Stored records
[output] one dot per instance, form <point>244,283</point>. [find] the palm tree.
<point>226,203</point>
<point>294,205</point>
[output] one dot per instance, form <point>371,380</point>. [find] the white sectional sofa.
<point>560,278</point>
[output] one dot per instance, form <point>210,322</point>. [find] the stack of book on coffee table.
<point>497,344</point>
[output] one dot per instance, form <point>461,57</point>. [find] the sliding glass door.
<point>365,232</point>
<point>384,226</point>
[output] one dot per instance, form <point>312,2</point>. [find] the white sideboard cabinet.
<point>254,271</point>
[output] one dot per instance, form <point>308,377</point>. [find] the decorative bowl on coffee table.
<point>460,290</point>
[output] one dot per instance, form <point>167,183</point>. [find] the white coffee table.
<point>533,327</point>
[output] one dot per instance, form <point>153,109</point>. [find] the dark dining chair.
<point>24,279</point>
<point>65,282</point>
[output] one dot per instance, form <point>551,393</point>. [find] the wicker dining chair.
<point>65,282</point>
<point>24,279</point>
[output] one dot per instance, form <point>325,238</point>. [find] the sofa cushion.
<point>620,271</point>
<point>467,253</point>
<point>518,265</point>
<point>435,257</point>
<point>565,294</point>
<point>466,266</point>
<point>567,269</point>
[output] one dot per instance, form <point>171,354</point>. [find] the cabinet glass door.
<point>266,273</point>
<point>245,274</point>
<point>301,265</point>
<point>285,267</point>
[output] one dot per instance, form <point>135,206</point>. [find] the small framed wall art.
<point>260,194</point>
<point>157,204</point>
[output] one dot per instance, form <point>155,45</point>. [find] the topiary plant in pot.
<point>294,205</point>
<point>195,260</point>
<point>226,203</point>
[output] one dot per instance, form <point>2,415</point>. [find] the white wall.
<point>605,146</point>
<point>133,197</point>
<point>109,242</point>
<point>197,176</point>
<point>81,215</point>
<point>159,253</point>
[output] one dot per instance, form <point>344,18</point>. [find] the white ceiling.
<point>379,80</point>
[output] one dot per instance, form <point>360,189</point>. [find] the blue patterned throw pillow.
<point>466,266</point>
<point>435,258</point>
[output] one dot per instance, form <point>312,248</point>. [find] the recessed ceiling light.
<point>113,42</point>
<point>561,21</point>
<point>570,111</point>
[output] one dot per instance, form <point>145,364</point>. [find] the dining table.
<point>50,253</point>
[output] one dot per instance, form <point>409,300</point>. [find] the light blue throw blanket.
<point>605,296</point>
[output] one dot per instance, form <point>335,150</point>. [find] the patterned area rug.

* _What you should do_
All that the answer may hold is the lines from the one with "[output] one dot per instance, form <point>2,415</point>." through the end of the data, set down exactly as they appear.

* _Exercise result_
[output] one dot per instance, form <point>2,415</point>. [find] the white wall.
<point>605,146</point>
<point>133,197</point>
<point>109,242</point>
<point>197,176</point>
<point>81,215</point>
<point>159,253</point>
[output] one dot per instance, form <point>344,18</point>. [find] the white ceiling.
<point>379,80</point>
[output] one dot per instance, form <point>360,189</point>. [find] the blue patterned throw pillow.
<point>466,266</point>
<point>435,258</point>
[output] one dot per instance, form <point>312,248</point>. [find] the recessed ceiling light.
<point>113,42</point>
<point>561,21</point>
<point>570,111</point>
[output] one dot per instance, form <point>145,364</point>. [find] the dining table.
<point>50,253</point>
[output] one dot per instance, form <point>409,300</point>. [find] the light blue throw blanket.
<point>605,296</point>
[output] one dot per instance, form <point>335,150</point>. [find] the patterned area rug.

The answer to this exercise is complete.